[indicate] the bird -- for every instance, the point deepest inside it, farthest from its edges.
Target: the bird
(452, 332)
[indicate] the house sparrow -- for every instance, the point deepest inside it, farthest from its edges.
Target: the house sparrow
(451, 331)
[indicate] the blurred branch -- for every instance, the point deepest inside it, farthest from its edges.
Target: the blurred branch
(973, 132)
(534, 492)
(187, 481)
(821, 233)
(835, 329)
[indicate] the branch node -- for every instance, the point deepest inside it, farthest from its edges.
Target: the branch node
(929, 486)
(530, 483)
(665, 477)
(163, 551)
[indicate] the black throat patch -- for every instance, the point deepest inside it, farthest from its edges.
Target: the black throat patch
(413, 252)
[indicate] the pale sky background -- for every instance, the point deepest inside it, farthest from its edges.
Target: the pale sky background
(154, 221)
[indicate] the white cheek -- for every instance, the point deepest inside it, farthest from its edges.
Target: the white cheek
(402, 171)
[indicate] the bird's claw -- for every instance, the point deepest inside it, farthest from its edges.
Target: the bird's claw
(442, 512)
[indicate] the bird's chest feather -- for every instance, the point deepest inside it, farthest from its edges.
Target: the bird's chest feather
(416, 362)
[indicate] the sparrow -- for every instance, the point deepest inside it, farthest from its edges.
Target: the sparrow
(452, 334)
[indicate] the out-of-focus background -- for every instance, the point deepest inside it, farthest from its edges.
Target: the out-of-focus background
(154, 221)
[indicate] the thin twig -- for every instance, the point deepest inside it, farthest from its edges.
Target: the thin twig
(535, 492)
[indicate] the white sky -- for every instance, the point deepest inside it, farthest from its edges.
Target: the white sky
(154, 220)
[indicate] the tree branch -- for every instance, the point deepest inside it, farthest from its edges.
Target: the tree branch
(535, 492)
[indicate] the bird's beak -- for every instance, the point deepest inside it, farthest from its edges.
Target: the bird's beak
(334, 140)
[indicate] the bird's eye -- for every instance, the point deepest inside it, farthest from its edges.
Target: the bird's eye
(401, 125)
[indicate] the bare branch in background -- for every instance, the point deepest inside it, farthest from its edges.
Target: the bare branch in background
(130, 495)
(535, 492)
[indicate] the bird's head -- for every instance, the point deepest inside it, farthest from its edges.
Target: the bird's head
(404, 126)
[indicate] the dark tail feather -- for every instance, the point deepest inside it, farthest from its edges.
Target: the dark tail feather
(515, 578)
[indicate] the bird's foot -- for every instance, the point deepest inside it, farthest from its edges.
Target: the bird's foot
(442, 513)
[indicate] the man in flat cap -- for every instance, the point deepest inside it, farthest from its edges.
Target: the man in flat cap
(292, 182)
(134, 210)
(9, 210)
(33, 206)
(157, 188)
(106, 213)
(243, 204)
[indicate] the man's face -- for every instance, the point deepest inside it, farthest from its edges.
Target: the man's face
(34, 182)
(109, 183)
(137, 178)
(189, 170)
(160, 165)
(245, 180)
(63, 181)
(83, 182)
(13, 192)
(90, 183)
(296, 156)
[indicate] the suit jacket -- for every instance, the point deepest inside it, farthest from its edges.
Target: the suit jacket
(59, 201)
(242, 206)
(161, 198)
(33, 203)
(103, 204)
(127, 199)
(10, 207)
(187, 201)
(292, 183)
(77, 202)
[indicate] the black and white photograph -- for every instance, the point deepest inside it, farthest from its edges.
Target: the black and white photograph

> _Your instructions_:
Copy every record exactly as presented.

> _Result below_:
[indicate] the bird -- for every instance, the point deepest inside it, farthest from its edges.
Target: the bird
(452, 332)
[indicate] the house sparrow -- for every instance, the point deepest inside it, farthest from its edges.
Target: the house sparrow
(451, 331)
[indicate] the blurred branch -- for every instance, the point deepest inside it, farthest from its edges.
Target: the blurred branch
(973, 132)
(534, 492)
(187, 481)
(821, 233)
(835, 329)
[indicate] the branch node -- for every instance, the point deepest inside it, farthest from its edges.
Target: the branch node
(929, 486)
(530, 483)
(665, 477)
(163, 551)
[indicate] the black throat patch -- for every instance, the point deepest inside it, farthest from its edges.
Target: the black throat patch
(413, 252)
[indicate] the pale sky background -- for every instance, the point deepest inside it, farthest from its edges.
Target: the pale sky background
(154, 221)
[indicate] the white cheek -- for every instance, the point deepest inside it, farthest from its edges.
Target: the white cheek
(402, 171)
[indicate] the bird's claw -- for every instance, the point deepest inside it, farthest from its edges.
Target: the bird's claw
(442, 512)
[indicate] the bird's chest feather -- for every instance, the point deepest inside it, farthest from its edges.
Target: the bird's chest feather
(416, 362)
[indicate] the sparrow -- for every instance, the point deepest inside it, farthest from its edges.
Target: the sparrow
(452, 334)
[indicate] the out-of-focus background -- for every instance, the point deepest inside it, farthest from its edges.
Target: the out-of-focus background
(154, 221)
[indicate] the thin twig -- for every instance, the point deepest inside it, farthest from its edges.
Target: the thin twig
(535, 492)
[indicate] the white sky -- for every instance, the point deepest inside it, farthest from its edges.
Target: the white sky
(154, 220)
[indicate] the tree branch -- for every instance, the point deepest inside it, farthest from its edges.
Target: the tree branch
(535, 492)
[indicate] the bird's beak -- for every instance, the point deepest inside it, farthest from its edges.
Target: the bird's beak
(334, 140)
[indicate] the bird's eye -- for every instance, the point deepest inside it, farthest from its edges.
Target: the bird's eye
(401, 125)
[indicate] the bare branch in background -- for every instance, the point deepest inside it, farthest from its edges.
Target: the bare branch in background
(130, 495)
(535, 492)
[indicate] the bird's head -- for every instance, the point deepest inside it, farthest from its edges.
Target: the bird's head
(404, 126)
[indicate] the dark tail feather -- for every instance, the point deepest inside it, farthest from its edges.
Target: the dark tail feather
(515, 578)
[indicate] the bird's foot -- for every instance, the point deepest inside it, farthest from its edges.
Target: the bird's foot
(442, 513)
[indicate] the man in flat cap -- for every instance, the point deepest inside it, farthest from its edges.
Target: the man in flat cap
(292, 182)
(134, 210)
(9, 210)
(33, 206)
(157, 188)
(106, 213)
(243, 204)
[indicate] the man's face -- for every instance, the point deepest inside it, farthest from its edges.
Target: the man's face
(34, 182)
(109, 183)
(137, 178)
(189, 170)
(160, 165)
(245, 180)
(63, 181)
(83, 182)
(13, 192)
(90, 183)
(296, 156)
[indicate] the suit jacket -- for every instance, the point deepest inside it, farthest from its edges.
Target: the suit jacket
(59, 201)
(242, 206)
(161, 198)
(33, 203)
(103, 204)
(127, 199)
(10, 207)
(187, 201)
(292, 183)
(77, 202)
[indicate] the black and white photograph -- for every instance, the point deepest inside it, farthest from its edges.
Target: the black and white photograph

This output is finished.